## Your objective:
Render each line of the records below as a JSON list of strings, one string per line, with blank lines omitted.

## Data excerpts:
——
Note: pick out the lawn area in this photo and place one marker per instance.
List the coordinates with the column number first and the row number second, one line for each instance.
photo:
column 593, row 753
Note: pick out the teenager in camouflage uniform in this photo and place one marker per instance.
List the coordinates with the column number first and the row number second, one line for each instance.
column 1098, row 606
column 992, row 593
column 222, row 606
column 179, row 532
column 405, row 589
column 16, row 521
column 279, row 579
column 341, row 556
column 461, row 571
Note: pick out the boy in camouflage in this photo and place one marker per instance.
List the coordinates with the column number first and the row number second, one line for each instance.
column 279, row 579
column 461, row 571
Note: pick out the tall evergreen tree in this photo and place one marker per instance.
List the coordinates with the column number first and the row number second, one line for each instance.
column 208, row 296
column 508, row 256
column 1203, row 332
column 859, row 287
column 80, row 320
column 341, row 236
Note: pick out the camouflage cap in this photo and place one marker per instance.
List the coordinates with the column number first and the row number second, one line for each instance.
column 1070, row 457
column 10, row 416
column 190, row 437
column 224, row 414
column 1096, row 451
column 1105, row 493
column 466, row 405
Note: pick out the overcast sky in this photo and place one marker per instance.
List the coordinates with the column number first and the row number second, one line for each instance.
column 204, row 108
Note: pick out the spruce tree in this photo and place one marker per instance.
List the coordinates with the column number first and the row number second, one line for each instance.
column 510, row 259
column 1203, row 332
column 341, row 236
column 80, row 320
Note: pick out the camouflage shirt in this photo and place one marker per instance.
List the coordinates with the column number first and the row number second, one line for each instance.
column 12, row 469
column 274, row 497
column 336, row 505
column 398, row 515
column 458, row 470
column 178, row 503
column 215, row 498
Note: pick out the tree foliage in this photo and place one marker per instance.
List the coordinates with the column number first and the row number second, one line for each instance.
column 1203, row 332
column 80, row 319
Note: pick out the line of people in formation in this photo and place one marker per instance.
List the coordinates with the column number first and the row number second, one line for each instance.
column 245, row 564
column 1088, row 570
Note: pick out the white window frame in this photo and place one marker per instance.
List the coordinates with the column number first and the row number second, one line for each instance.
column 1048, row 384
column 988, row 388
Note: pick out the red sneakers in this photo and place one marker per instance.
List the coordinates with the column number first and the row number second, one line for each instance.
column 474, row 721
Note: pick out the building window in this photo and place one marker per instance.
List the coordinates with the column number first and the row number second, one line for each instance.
——
## Answer for the task:
[
  "Note: pick out the lawn area in this photo and place one marker per instance.",
  "List the coordinates with the column number first and the row number second, one line for each instance.",
  "photo:",
  "column 593, row 753",
  "Note: pick out the teenager in camouflage uniform in this photo and place one marker per instance.",
  "List the coordinates with the column number first and the row number second, one line for each instance.",
  "column 1098, row 606",
  "column 992, row 593",
  "column 222, row 606",
  "column 179, row 532",
  "column 405, row 589",
  "column 16, row 521",
  "column 279, row 579",
  "column 341, row 556",
  "column 461, row 571",
  "Note: pick out the boy in camouflage in this photo and place one marker per instance.",
  "List the coordinates with the column number first and the row number second, one line for each instance.",
  "column 279, row 579",
  "column 461, row 571",
  "Note: pick out the tall evergreen tree in this photo and place one marker per instance.",
  "List the coordinates with the column number first and the row number second, one line for each instance.",
  "column 208, row 296",
  "column 508, row 256",
  "column 1203, row 332",
  "column 859, row 287",
  "column 80, row 320",
  "column 341, row 236",
  "Note: pick out the camouflage cap in this photo and place one marker per instance.",
  "List the coordinates with the column number first and the row number second, one line for each instance.",
  "column 1070, row 457",
  "column 10, row 416",
  "column 190, row 437",
  "column 224, row 414",
  "column 1096, row 451",
  "column 1105, row 493",
  "column 466, row 405",
  "Note: pick out the overcast sky in this photo and place one marker per instance.",
  "List the coordinates with the column number first and the row number second, one line for each instance.",
  "column 204, row 108",
  "Note: pick out the spruce tree in this photo and place one marker per instance.",
  "List the coordinates with the column number first and the row number second, one line for each instance.",
  "column 510, row 259",
  "column 1203, row 332",
  "column 341, row 236",
  "column 80, row 320",
  "Note: pick out the camouflage shirt in this photo and place one marker per instance.",
  "List the coordinates with the column number first and the row number second, one line for each instance.",
  "column 12, row 469",
  "column 274, row 497",
  "column 336, row 505",
  "column 398, row 515",
  "column 458, row 470",
  "column 178, row 503",
  "column 215, row 498",
  "Note: pick out the tree foliage in this photo and place one marker per instance.",
  "List the coordinates with the column number first and the row number second, one line for each instance.",
  "column 1203, row 332",
  "column 80, row 319",
  "Note: pick out the line of people in formation in this photo and place one marker per instance.",
  "List the coordinates with the column number first and the row number second, one line for each instance.",
  "column 245, row 564",
  "column 1088, row 570",
  "Note: pick out the white window frame in this photo and place one marker per instance.",
  "List the coordinates with the column number first and the row number second, one line for each instance.",
  "column 1048, row 384",
  "column 988, row 388",
  "Note: pick out the red sneakers in this photo and place one marker per instance.",
  "List the coordinates with the column number first and the row number second, one line for each instance.",
  "column 474, row 721",
  "Note: pick out the building window in this photo and place one marker per instance.",
  "List the coordinates with the column number first and the row number second, one line for each instance."
]